Task item
Write out once more the lines running from the top of the entries below to the line with "box: [799, 676, 946, 788]", both ends included.

Recorded information Block Start

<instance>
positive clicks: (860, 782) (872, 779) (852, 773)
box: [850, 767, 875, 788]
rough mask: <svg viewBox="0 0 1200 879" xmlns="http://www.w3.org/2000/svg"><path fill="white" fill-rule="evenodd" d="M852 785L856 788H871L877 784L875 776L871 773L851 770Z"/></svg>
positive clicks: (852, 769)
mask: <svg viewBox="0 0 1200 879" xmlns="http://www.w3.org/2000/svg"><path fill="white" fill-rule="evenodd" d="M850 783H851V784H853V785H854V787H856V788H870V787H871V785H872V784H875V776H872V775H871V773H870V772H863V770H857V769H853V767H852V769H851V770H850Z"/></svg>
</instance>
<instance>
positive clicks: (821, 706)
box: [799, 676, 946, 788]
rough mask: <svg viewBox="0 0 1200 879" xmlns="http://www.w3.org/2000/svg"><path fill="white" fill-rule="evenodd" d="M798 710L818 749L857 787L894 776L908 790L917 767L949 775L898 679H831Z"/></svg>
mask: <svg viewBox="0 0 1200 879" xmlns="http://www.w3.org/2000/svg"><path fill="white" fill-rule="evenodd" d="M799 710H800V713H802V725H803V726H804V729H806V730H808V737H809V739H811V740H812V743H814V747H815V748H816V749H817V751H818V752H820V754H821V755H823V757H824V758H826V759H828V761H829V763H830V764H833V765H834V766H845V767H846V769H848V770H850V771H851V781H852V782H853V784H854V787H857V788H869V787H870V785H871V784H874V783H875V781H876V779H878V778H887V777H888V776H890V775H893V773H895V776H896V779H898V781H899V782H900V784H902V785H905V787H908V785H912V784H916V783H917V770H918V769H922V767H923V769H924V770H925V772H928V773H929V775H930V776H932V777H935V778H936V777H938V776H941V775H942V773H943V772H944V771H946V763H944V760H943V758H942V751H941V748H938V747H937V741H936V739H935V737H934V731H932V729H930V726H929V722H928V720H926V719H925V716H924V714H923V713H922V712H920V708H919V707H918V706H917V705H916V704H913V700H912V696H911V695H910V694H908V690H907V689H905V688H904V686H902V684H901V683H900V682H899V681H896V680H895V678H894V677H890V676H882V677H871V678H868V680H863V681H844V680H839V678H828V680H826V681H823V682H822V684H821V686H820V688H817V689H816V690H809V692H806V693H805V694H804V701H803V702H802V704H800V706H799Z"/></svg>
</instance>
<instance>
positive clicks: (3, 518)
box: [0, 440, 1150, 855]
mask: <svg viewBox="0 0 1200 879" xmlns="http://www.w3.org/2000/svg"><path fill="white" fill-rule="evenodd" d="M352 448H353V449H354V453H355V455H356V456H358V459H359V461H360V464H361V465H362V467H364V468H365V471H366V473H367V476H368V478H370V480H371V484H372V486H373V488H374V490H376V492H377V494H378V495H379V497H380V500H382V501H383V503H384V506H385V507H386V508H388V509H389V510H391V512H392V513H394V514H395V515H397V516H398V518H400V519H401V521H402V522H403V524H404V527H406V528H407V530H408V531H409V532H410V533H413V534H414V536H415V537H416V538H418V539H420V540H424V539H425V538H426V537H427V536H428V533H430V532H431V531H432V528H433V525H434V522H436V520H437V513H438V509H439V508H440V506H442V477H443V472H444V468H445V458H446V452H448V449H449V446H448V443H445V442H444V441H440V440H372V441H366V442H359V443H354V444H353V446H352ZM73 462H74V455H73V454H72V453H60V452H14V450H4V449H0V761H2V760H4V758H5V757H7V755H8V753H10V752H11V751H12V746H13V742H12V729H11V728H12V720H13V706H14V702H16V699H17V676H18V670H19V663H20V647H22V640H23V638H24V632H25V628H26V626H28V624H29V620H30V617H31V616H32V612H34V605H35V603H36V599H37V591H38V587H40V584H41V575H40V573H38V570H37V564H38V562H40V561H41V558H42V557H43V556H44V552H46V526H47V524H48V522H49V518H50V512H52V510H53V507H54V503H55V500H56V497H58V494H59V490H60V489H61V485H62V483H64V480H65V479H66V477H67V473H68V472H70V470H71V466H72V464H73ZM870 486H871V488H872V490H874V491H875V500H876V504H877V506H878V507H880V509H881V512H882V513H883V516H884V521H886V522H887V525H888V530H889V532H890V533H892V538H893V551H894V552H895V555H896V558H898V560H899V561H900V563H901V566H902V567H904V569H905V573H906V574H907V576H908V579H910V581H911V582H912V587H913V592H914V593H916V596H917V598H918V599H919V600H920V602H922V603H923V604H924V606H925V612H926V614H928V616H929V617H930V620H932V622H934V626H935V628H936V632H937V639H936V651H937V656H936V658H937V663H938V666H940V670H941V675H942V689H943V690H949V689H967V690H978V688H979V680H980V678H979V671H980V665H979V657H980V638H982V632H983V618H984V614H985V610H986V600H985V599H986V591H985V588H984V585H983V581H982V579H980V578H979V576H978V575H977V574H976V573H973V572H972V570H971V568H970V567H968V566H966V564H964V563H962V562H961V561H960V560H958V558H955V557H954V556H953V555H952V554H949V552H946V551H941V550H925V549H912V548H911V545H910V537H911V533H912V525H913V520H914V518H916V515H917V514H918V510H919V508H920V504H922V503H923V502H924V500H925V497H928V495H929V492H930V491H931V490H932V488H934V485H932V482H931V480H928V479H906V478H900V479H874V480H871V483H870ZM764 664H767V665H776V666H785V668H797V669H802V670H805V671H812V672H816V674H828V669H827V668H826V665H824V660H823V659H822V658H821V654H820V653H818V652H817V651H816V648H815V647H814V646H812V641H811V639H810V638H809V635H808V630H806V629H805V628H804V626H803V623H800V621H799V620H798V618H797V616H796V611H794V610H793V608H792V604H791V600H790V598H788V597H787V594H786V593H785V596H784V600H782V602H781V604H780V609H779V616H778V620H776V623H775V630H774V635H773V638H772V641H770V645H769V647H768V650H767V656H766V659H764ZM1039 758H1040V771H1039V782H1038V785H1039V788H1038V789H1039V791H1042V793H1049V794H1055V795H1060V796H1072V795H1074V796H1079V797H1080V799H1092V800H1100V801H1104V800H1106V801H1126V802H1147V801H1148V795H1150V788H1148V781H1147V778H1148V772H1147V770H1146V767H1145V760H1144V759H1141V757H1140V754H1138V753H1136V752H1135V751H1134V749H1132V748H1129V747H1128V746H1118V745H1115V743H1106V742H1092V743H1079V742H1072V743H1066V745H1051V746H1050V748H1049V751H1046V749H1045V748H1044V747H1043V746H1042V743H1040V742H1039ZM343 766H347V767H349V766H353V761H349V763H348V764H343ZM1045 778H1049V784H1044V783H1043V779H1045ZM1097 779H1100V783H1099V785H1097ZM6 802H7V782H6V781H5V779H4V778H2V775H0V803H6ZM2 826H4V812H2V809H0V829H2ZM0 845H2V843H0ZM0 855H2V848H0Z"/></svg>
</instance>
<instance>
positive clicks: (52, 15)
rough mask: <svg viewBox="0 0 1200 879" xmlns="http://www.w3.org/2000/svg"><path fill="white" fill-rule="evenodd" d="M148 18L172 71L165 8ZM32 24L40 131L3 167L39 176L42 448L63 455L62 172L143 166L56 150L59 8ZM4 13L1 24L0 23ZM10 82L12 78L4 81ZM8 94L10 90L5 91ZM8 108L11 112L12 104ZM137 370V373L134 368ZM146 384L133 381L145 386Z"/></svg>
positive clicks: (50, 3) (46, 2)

Recorded information Block End

Exercise answer
<instance>
positive clicks: (860, 782) (872, 779) (852, 773)
box: [850, 767, 875, 788]
rough mask: <svg viewBox="0 0 1200 879" xmlns="http://www.w3.org/2000/svg"><path fill="white" fill-rule="evenodd" d="M852 785L856 788H871L877 784L875 776L871 773L851 770Z"/></svg>
positive clicks: (852, 769)
mask: <svg viewBox="0 0 1200 879" xmlns="http://www.w3.org/2000/svg"><path fill="white" fill-rule="evenodd" d="M850 783H851V784H853V785H854V787H856V788H870V787H871V785H872V784H875V776H872V775H871V773H870V772H863V770H857V769H853V767H852V769H851V770H850Z"/></svg>
</instance>
<instance>
positive clicks: (821, 706)
box: [799, 676, 946, 788]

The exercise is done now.